* _Goal of the exercise_: Copy the items word for word, from their first line up to and including the line with "pixel 184 100".

(Stored records)
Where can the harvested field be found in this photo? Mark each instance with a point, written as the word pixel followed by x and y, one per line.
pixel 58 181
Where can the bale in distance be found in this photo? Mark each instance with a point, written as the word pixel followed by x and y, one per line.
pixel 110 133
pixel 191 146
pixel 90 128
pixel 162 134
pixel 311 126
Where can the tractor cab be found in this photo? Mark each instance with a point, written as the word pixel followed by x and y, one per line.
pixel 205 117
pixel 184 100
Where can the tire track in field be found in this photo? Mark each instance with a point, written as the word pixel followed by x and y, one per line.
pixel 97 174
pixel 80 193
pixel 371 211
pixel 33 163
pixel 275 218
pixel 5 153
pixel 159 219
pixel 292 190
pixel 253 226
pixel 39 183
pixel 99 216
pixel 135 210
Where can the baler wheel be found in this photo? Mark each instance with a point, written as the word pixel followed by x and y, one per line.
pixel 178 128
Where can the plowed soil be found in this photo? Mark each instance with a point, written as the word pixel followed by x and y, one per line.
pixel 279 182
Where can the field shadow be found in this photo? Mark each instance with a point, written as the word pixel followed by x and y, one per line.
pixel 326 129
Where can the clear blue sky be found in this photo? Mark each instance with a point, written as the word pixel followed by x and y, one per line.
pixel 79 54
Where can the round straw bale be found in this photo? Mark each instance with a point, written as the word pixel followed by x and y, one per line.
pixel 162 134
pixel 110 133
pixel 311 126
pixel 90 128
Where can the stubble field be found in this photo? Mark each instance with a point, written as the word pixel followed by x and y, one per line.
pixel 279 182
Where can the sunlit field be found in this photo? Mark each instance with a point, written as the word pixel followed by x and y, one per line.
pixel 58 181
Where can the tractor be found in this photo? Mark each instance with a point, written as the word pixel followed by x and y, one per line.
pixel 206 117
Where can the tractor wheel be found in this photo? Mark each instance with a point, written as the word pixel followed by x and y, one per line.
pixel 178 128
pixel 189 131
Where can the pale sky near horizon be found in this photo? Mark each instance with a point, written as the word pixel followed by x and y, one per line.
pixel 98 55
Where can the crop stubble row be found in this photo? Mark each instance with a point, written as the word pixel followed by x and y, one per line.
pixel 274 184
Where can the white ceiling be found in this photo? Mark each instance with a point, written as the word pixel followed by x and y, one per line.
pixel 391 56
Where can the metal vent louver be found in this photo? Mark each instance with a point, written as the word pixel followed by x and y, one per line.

* _Response_:
Where can the harvested field be found in this photo? Mark each instance with a point, written as the word pixel followed by x and y, one per line.
pixel 58 181
Where can the bale in distance be found in this photo? Mark each instance with a point, written as the word pixel followed by x and y, one per line.
pixel 110 133
pixel 191 146
pixel 90 128
pixel 162 134
pixel 311 126
Where can the tractor cab be found in this photo? Mark each instance with a point, written as the word pixel followed by x and y, one per line.
pixel 205 117
pixel 184 100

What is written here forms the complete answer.